**EXERCISE**
Count the lines in the rows below that contain the string "bottom", with case counting, and give only that number.

**DATASET ENTRIES**
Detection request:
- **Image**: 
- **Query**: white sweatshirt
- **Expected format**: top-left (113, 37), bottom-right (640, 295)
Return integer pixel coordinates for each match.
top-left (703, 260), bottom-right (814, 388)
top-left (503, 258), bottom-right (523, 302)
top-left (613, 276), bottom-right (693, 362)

**IN RESPONSE**
4